* _WORK ORDER_: Copy out each line of the entries where the word "front" is present.

* _SOURCE DATA_:
________
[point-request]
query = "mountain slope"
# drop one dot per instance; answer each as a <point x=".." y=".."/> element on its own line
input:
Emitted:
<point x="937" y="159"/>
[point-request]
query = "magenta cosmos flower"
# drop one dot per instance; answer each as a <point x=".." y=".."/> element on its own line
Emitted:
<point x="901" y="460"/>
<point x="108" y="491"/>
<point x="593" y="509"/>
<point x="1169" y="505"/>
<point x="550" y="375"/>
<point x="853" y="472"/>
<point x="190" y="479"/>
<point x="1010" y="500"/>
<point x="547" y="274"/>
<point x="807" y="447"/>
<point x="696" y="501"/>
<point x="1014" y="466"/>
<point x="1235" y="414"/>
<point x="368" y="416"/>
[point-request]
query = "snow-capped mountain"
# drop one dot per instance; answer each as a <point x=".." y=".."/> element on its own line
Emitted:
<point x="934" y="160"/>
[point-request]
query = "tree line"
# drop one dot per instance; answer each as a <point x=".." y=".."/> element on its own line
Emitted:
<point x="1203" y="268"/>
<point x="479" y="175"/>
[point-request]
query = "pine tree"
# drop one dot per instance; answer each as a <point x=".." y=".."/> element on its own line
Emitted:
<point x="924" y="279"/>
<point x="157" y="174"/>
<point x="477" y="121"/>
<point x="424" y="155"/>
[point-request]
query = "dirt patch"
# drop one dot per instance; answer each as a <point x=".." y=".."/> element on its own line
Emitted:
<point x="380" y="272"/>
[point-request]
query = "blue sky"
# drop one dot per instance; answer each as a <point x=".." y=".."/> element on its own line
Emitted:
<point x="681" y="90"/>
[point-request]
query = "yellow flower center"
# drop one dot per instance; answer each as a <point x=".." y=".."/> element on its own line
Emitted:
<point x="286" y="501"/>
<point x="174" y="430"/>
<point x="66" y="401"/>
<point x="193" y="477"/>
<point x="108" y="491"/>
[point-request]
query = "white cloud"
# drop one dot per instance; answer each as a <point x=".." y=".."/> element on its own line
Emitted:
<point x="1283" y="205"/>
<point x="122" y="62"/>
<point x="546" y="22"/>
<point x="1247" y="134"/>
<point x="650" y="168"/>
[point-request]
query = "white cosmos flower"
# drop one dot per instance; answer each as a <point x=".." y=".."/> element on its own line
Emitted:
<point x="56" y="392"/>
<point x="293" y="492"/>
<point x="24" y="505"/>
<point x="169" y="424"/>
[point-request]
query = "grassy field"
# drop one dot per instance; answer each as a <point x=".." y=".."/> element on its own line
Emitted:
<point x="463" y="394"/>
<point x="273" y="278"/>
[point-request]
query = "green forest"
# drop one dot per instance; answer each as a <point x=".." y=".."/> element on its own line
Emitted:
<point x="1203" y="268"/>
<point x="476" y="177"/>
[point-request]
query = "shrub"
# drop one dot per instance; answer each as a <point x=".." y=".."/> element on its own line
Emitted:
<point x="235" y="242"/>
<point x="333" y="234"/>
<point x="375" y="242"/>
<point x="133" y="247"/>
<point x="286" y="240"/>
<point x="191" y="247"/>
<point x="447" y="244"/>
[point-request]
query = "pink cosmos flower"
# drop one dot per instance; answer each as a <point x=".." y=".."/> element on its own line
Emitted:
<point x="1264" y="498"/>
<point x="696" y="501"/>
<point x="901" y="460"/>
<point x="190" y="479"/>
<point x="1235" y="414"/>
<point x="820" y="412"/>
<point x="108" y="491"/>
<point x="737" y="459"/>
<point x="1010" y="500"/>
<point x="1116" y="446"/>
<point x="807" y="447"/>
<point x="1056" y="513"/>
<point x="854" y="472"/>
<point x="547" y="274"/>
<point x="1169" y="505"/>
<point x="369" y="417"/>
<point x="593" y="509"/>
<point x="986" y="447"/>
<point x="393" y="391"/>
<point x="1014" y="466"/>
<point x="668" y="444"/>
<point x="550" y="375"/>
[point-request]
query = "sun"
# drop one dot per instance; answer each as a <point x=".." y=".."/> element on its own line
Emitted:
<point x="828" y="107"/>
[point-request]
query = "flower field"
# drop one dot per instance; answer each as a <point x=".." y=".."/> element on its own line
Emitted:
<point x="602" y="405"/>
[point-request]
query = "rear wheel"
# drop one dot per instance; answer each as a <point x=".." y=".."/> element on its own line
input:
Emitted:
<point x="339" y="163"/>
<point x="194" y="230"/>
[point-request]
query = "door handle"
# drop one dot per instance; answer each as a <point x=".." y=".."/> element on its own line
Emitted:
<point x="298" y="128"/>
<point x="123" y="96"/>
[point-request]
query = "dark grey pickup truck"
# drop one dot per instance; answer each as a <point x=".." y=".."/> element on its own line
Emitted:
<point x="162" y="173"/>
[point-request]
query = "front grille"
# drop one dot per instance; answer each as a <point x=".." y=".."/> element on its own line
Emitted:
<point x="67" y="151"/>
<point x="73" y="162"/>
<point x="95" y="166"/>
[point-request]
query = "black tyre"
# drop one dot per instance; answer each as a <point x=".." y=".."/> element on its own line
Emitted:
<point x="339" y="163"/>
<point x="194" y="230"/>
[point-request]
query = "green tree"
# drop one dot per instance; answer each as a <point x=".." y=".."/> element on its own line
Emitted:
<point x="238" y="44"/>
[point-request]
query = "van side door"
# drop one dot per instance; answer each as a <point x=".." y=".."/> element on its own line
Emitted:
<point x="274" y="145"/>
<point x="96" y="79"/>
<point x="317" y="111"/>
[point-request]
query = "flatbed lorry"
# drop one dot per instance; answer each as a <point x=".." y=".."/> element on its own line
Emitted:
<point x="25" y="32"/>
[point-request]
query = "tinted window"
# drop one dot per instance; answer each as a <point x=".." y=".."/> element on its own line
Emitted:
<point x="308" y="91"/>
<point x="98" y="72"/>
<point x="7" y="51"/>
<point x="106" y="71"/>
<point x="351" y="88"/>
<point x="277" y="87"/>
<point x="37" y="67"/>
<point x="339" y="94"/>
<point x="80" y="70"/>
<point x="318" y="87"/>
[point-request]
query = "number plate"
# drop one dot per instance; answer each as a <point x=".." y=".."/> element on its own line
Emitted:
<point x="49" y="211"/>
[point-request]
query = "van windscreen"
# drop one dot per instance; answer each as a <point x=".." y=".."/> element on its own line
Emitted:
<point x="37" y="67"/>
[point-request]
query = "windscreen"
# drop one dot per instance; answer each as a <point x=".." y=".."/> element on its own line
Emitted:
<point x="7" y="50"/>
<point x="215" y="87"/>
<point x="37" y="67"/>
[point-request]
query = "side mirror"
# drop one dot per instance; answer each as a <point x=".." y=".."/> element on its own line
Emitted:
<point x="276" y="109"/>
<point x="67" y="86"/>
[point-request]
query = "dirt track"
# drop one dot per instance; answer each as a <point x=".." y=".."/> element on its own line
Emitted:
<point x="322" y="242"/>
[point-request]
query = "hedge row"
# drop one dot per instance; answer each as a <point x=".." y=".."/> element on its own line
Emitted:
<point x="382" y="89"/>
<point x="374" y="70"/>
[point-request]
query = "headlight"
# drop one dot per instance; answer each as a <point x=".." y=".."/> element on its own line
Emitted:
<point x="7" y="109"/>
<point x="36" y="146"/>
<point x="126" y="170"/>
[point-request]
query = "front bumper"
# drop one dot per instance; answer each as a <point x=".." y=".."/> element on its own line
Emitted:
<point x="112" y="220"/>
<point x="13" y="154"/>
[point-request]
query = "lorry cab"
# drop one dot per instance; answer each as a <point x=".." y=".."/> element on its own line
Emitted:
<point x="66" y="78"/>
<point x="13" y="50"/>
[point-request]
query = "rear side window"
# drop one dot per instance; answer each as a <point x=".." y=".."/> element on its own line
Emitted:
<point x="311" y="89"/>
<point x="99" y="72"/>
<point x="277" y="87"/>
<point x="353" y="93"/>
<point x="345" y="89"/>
________
* _FINISHED TASK_:
query = "front grille"
query = "front bumper"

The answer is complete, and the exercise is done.